▶ _Compito assegnato 1_:
Secondo il testo su «Leggere Lolita a Teheran», in quale città è stato girato il film?
▶ _Compito assegnato 2_:
Allunga il testo su «Leggere Lolita a Teheran» partendo subito dopo la sua ultima frase.

▶ _Testo fornito_:
────────
Consentitemi di iniziare con un ricordo personale. Leggere Lolita a Teheran, il film tratto dall’omonimo libro della scrittrice iraniana Azar Nafisi, è stato girato a Roma: si riconosce la Città Universitaria, dove sono ambientate le scene all’Università di Teheran. Mi è capitato di passare alla Facoltà di Lettere e Filosofia proprio nei giorni in cui si svolgevano le riprese. Nell’atrio della Facoltà erano appoggiati i manifesti con il ritratto dell’ayatollah Khomeini, fondatore del regime teocratico iraniano e suo capo carismatico. È stata un’esperienza vagamente perturbante: per un attimo Roma è stata Teheran, la città lasciata dai miei nonni subito prima dello scoppio della rivoluzione che portò al potere i religiosi.

Poi, rivedendo quei luoghi così trasformati nel film, ho pensato ai molti studenti iraniani che in questi anni hanno seguito i miei corsi: ragazze e ragazzi che per gli atteggiamenti, i gusti e le mode — le ragazze tutte rigorosamente senza velo — si confondevano con i loro coetanei italiani e di altri paesi. Avevano le stesse aspirazioni, i desideri, le idee e anche le frivolezze dei loro coetanei nel resto del mondo. Nel film quelle aule sono occupate da studentesse e studenti degli anni Ottanta e Novanta: oggi potrebbero essere le madri e i padri dei miei studenti. E vediamo come il regime fa calare la sua azione repressiva su quei luoghi e su quelle persone: imponendo la censura all’insegnamento dei professori, indottrinando gli studenti sedotti dalla sua ideologia, perseguitando, arrestando, torturando e condannando a morte quelli che si ribellano.
────────
▶ _Materiale fornito_:
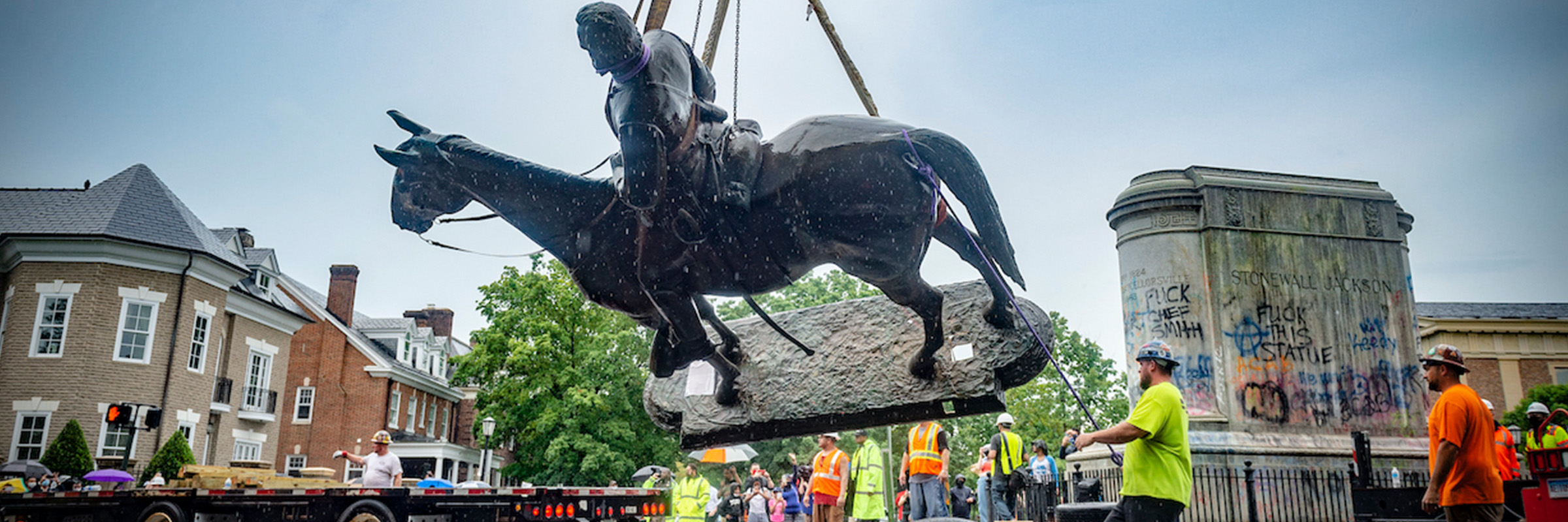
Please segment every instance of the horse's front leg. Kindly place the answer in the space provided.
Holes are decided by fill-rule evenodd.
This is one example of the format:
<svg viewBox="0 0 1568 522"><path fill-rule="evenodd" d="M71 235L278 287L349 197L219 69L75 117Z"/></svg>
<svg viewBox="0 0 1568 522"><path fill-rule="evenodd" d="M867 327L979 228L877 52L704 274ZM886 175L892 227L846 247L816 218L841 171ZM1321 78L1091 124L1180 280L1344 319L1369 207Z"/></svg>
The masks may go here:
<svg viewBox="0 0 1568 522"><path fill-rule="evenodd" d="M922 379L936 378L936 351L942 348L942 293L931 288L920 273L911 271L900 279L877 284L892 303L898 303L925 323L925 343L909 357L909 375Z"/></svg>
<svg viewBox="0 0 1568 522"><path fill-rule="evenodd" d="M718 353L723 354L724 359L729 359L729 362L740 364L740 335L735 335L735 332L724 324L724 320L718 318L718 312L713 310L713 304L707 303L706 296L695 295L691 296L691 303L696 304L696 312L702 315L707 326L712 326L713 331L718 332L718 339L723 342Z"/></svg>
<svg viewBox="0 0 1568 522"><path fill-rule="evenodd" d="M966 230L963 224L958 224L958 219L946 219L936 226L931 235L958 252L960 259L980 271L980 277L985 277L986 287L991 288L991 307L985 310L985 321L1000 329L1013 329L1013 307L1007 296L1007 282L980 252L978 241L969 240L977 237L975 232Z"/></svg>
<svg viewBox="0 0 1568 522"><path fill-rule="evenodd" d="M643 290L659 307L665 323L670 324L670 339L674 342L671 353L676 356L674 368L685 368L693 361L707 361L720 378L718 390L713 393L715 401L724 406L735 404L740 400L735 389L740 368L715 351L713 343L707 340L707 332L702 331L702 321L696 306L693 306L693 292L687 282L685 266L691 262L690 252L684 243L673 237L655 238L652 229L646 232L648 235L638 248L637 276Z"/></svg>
────────
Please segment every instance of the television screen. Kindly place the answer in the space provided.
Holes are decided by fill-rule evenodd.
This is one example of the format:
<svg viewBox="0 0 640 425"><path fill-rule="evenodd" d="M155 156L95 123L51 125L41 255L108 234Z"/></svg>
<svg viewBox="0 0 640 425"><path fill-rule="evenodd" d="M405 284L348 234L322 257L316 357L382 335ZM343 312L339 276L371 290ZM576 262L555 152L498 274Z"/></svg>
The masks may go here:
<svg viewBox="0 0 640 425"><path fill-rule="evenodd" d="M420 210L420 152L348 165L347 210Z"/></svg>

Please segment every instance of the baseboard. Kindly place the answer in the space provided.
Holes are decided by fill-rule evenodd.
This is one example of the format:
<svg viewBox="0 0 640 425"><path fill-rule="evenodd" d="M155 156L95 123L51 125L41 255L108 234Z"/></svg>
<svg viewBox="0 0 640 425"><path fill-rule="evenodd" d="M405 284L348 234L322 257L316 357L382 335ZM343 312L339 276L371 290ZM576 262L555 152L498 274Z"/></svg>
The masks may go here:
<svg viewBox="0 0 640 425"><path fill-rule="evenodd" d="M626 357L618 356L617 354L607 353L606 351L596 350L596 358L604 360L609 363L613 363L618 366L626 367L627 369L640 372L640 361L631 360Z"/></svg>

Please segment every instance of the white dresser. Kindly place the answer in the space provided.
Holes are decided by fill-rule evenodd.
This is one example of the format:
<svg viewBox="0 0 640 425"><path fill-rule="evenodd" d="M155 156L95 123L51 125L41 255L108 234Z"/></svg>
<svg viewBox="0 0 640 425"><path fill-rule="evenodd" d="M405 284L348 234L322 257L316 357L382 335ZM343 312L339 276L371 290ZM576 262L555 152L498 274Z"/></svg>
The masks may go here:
────────
▶ _Risultato finale 1_:
A Roma, dove si riconosce la Città Universitaria.

▶ _Risultato finale 2_:
Leggere Lolita a Teheran di Azar Nafisi è stato un bestseller internazionale ed è diventato, insieme a Persepolis di Marjane Satrapi, alle fotografie di Shirin Neshat e ad altre opere letterarie, fumettistiche, fotografiche e cinematografiche, uno dei manifesti del dissenso di artisti e intellettuali contro il regime dei mullah. Sono artisti e intellettuali che hanno deciso di abbandonare il proprio paese per vivere e lavorare liberamente. Non è un caso se ho citato tre nomi di donne. E non è un caso se le due attrici principali del film, Golshifteh Farahani, che interpreta il personaggio della professoressa di letteratura inglese Azar Nafisi, e Zar Amir, che fa la parte di Sanaz, una delle sue studentesse, abbiano entrambe deciso di lasciare l’Iran a un certo punto della loro vita. Non è che manchino gli artisti, i registi, gli intellettuali e gli scrittori uomini che si oppongono al regime o esprimono il loro dissenso. Il filosofo Ramin Jahanbegloo e il regista Mohammad Rasoulof vivono e lavorano all’estero; il regista Jafar Panahi ha pagato duramente la sua opposizione al regime; perfino un religioso come Mohsen Kadivar ha preso la via dell’esilio a causa delle sue idee riformatrici.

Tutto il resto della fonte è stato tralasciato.